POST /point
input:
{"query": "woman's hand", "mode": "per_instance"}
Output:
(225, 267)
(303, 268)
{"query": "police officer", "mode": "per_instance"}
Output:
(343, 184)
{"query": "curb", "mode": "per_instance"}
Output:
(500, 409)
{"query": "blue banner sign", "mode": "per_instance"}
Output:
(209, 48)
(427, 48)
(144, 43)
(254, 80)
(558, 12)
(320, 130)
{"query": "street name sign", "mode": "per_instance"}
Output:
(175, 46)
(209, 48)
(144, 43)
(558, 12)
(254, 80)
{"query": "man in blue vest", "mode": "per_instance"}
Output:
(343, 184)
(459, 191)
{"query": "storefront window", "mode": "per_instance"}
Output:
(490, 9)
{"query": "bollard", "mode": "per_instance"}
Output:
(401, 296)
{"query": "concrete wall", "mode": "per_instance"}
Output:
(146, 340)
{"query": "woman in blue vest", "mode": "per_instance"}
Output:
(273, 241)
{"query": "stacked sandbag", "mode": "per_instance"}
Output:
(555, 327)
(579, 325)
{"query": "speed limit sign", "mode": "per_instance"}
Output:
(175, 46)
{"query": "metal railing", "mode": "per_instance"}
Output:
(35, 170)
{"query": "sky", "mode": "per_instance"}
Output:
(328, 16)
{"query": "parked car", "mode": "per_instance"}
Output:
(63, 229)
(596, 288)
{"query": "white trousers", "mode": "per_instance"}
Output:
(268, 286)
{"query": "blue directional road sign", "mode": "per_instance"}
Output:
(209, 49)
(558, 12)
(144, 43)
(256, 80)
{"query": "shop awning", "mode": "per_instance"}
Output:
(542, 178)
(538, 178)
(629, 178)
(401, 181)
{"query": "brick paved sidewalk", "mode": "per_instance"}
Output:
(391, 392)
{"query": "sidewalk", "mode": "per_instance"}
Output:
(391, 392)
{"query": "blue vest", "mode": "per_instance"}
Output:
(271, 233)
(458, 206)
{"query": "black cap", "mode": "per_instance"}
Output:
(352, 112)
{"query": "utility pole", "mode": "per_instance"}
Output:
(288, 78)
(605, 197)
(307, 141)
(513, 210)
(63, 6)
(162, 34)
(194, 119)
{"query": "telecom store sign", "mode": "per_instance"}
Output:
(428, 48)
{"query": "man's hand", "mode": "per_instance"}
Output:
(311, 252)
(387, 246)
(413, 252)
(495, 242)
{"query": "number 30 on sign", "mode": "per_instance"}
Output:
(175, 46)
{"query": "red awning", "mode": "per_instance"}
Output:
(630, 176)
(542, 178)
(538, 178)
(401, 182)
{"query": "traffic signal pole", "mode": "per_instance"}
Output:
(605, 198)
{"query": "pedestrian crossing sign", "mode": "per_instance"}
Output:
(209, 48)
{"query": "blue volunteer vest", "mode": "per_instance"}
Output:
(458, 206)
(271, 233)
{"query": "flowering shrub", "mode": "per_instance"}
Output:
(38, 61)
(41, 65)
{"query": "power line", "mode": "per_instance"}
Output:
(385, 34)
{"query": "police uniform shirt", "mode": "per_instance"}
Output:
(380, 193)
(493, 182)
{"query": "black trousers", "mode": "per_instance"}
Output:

• _The task_: Pull out every line of the records that contains the string "sidewalk", treating uppercase and lowercase as different.

• _Final result_:
{"query": "brick paved sidewalk", "mode": "per_instance"}
{"query": "sidewalk", "mode": "per_instance"}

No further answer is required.